● Ваше задание:
Извлеките из строк ниже все, в которых есть слово "headband", учитывая регистр букв.

------ Строки для задания ------

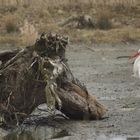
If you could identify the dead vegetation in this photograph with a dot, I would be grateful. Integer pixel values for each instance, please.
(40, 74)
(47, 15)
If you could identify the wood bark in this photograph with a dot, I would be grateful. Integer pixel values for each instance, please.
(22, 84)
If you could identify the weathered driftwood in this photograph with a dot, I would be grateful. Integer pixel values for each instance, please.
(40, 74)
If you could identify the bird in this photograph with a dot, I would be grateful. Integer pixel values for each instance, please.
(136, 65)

------
------ Строки для задания ------

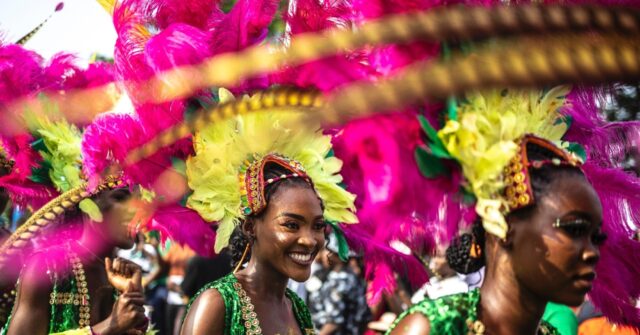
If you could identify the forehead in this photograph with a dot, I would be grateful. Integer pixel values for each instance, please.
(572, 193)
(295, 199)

------
------ Строки для задания ------

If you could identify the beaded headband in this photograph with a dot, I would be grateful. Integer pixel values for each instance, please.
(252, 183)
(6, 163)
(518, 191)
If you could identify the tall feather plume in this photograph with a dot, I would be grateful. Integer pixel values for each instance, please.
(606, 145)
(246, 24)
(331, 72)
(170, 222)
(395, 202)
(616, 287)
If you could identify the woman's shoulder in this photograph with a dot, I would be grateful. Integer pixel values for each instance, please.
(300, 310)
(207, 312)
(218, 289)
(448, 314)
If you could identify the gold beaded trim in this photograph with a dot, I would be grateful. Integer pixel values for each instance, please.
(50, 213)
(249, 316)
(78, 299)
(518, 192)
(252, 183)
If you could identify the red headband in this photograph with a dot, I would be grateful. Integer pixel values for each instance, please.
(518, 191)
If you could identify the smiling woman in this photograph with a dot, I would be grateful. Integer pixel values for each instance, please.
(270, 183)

------

● Решённая задача:
If you could identify the beaded headband in this photograph with a dot, I would be grateful. Integer pixel values for each instance, please.
If you could identify the red headband in this photograph with a dot, I would be grateful. Integer pixel values for each instance, please.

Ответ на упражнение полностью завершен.